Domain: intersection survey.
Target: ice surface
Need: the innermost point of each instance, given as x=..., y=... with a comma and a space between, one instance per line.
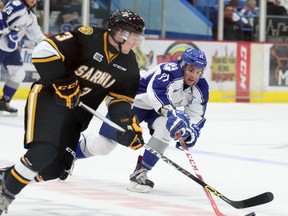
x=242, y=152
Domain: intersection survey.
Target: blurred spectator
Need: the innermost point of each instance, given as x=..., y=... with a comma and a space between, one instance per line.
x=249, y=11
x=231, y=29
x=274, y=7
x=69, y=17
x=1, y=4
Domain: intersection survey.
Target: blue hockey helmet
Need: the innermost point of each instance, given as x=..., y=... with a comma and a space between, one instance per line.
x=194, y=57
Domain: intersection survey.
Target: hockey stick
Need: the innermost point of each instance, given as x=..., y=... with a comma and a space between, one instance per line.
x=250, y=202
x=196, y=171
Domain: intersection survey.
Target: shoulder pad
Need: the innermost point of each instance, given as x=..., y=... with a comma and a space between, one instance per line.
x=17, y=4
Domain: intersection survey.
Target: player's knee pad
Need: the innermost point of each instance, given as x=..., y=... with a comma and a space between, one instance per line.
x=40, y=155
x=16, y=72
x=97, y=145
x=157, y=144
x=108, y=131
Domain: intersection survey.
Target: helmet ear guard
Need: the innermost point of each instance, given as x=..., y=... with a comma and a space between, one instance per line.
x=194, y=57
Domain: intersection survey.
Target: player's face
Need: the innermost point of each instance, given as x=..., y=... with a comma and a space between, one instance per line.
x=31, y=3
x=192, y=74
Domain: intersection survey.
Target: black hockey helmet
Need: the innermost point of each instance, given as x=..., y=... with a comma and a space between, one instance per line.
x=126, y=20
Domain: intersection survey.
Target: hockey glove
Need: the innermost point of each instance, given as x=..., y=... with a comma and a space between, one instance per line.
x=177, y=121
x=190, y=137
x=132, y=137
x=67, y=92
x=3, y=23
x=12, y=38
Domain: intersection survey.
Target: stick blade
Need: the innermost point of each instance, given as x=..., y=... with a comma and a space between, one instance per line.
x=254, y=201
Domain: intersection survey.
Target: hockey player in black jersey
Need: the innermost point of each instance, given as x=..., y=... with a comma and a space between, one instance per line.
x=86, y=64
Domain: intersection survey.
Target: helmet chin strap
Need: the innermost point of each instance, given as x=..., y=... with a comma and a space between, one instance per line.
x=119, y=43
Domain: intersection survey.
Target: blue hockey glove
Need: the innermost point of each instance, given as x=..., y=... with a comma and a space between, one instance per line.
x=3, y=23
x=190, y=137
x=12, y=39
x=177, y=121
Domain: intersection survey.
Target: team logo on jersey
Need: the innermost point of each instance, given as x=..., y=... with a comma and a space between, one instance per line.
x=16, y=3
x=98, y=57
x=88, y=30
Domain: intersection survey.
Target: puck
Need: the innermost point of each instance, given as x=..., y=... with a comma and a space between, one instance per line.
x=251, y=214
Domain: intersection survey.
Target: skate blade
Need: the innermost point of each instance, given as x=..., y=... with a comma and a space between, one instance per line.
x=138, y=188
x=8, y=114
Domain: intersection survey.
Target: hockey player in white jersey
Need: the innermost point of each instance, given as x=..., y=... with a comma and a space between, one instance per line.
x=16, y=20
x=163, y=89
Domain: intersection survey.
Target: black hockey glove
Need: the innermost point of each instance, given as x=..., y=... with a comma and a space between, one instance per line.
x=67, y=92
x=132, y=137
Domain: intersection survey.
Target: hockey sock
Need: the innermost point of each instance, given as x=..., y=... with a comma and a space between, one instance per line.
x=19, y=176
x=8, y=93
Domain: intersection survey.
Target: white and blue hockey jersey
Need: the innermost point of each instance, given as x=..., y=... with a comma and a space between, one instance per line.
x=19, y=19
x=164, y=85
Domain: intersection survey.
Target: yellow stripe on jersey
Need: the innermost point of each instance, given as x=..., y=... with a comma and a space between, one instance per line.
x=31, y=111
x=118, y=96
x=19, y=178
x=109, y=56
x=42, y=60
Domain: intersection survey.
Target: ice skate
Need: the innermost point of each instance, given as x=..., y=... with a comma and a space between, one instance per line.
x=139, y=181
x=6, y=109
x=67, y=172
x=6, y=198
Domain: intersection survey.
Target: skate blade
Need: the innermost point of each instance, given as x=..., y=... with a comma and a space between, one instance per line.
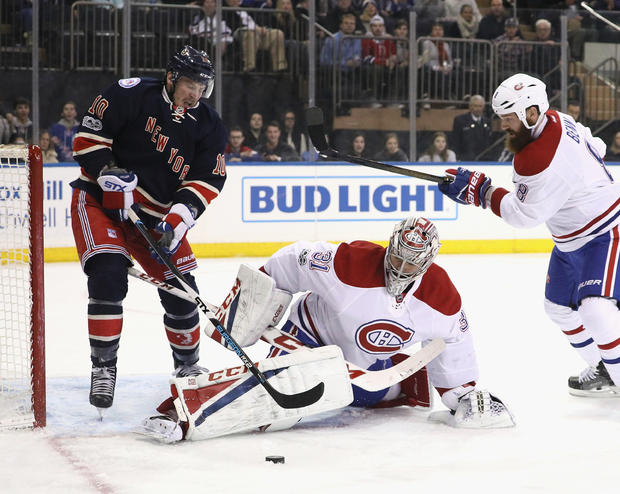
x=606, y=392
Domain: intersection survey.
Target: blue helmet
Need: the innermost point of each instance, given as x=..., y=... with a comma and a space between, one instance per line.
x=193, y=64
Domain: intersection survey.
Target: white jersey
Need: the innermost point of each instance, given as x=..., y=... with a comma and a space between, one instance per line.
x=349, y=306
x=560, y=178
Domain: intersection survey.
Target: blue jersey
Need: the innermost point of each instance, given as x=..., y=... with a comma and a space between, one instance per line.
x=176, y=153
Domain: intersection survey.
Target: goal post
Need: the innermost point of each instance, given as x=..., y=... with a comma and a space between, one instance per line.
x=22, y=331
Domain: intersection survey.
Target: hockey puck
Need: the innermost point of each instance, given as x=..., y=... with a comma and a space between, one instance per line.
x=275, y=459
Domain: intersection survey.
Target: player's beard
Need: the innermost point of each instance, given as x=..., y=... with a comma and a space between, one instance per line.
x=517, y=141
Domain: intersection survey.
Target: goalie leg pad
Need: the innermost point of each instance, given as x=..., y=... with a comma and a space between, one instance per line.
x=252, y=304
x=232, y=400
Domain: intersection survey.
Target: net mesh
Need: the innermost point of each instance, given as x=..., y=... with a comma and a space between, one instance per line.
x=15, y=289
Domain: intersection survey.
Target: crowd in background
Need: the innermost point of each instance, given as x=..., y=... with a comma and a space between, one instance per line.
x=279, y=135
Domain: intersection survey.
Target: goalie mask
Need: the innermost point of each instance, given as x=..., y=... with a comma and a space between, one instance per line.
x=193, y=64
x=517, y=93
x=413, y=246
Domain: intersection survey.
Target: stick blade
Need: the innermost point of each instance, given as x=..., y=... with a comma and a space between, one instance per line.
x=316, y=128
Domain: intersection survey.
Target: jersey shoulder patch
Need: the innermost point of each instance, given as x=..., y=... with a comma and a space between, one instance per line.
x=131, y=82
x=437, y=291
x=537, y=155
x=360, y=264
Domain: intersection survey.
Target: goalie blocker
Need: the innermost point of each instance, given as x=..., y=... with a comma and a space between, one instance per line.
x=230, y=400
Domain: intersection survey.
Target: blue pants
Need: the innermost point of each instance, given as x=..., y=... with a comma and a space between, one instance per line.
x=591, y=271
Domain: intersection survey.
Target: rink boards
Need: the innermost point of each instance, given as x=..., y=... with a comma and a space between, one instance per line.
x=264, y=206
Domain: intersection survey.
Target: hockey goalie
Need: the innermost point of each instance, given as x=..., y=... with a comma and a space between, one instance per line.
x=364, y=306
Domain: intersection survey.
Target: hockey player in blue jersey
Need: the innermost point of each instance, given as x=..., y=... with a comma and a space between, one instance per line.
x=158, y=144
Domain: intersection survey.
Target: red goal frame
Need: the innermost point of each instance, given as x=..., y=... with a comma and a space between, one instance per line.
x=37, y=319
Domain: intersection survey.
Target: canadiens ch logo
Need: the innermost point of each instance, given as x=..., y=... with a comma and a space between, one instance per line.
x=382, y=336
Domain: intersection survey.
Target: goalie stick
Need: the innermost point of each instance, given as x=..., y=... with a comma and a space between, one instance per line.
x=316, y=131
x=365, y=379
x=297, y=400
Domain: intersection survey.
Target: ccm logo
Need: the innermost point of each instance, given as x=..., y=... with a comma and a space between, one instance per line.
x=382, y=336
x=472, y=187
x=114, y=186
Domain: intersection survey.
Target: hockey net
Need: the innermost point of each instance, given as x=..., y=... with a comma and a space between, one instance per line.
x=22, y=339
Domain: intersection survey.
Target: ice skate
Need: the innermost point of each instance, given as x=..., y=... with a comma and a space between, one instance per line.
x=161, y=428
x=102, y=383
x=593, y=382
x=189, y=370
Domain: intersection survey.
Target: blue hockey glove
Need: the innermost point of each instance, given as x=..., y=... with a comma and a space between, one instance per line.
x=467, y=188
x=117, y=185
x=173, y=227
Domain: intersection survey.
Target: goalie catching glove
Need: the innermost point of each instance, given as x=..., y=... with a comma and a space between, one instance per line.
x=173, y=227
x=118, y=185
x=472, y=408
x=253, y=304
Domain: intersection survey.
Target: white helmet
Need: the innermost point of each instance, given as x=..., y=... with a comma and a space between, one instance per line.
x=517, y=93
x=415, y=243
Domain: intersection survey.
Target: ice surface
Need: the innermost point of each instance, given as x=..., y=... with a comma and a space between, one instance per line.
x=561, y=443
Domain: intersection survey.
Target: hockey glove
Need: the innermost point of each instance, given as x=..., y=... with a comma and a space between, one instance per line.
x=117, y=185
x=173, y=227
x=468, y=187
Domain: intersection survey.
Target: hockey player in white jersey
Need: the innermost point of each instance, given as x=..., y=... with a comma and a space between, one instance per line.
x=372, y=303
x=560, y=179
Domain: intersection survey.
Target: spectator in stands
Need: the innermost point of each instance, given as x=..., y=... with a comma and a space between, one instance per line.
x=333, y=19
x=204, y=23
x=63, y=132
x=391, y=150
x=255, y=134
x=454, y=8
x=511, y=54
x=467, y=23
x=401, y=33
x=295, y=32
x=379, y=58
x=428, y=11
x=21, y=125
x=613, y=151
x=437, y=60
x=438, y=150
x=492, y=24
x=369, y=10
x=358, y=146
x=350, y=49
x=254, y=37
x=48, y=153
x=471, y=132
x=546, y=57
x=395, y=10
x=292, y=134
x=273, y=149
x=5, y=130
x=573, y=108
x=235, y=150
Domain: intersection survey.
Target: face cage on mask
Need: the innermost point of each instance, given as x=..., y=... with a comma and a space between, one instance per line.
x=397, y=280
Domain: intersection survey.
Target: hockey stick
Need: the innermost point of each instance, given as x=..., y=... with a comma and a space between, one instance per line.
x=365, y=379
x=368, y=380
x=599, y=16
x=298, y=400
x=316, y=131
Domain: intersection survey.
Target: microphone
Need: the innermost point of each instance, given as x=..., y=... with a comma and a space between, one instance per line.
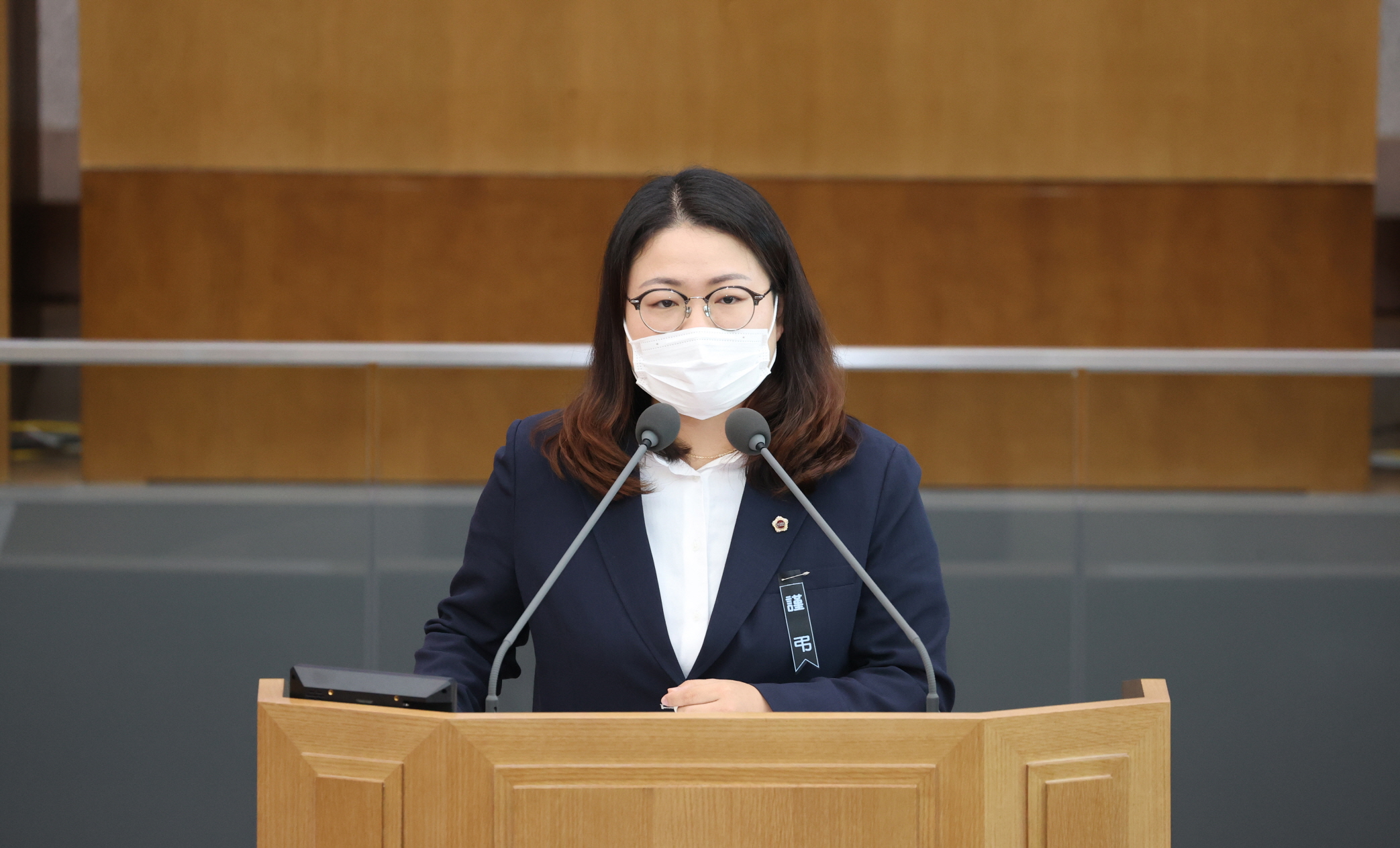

______________________________

Lay out the records as a JSON list of strings, one string per line, from the start of the records through the line containing "x=254, y=201", both ends included. Leave out blank lines and the pictures.

* **Full answer**
[
  "Domain: intersection survey.",
  "Target: ice surface",
  "Need: the innermost point of each instance, given as x=..., y=... with a comma and a space between, one instance per line.",
  "x=242, y=152",
  "Domain: intersection survey.",
  "Target: blurred spectator",
  "Need: the innermost point of each instance, given as x=..., y=... with a comma and a space between, one instance per line.",
  "x=249, y=11",
  "x=231, y=29",
  "x=274, y=7",
  "x=69, y=17",
  "x=1, y=4",
  "Domain: intersection survey.",
  "Target: blue hockey helmet",
  "Need: the innermost point of each instance, given as x=..., y=... with a comma and a space between, one instance per line.",
  "x=194, y=57",
  "Domain: intersection survey.",
  "Target: hockey stick",
  "Need: the innermost point of each instance, given as x=..., y=... with a comma and a space between, one instance per line.",
  "x=250, y=202",
  "x=196, y=171",
  "Domain: intersection survey.",
  "Target: shoulder pad",
  "Need: the innermost point of each instance, given as x=..., y=... with a comma and a space between, one instance per line.",
  "x=17, y=4",
  "Domain: intersection survey.",
  "Target: player's knee pad",
  "Need: the innermost point of each instance, given as x=..., y=... with a comma and a space between, one instance per line.",
  "x=40, y=155",
  "x=16, y=72",
  "x=97, y=145",
  "x=157, y=144",
  "x=108, y=131",
  "Domain: intersection survey.",
  "Target: helmet ear guard",
  "Need: the innermost point of each instance, given as x=..., y=... with a comma and a space between, one instance per line.",
  "x=194, y=57",
  "Domain: intersection survey.",
  "Target: player's face",
  "Need: the innermost point of each instance, given as x=..., y=... with a comma and a space between, one instance per line.",
  "x=31, y=3",
  "x=192, y=74",
  "Domain: intersection survey.",
  "Target: black hockey helmet",
  "Need: the innermost point of each instance, given as x=..., y=... with a comma and a space between, one instance per line.",
  "x=126, y=20",
  "Domain: intersection survey.",
  "Target: hockey glove",
  "Need: the innermost point of each instance, given as x=..., y=... with a comma and a space between, one instance per line.",
  "x=177, y=121",
  "x=190, y=137",
  "x=132, y=137",
  "x=67, y=92",
  "x=3, y=23",
  "x=12, y=38",
  "Domain: intersection survey.",
  "Target: stick blade",
  "Need: the innermost point of each instance, given as x=..., y=... with a comma and a space between, one instance per line.",
  "x=254, y=201"
]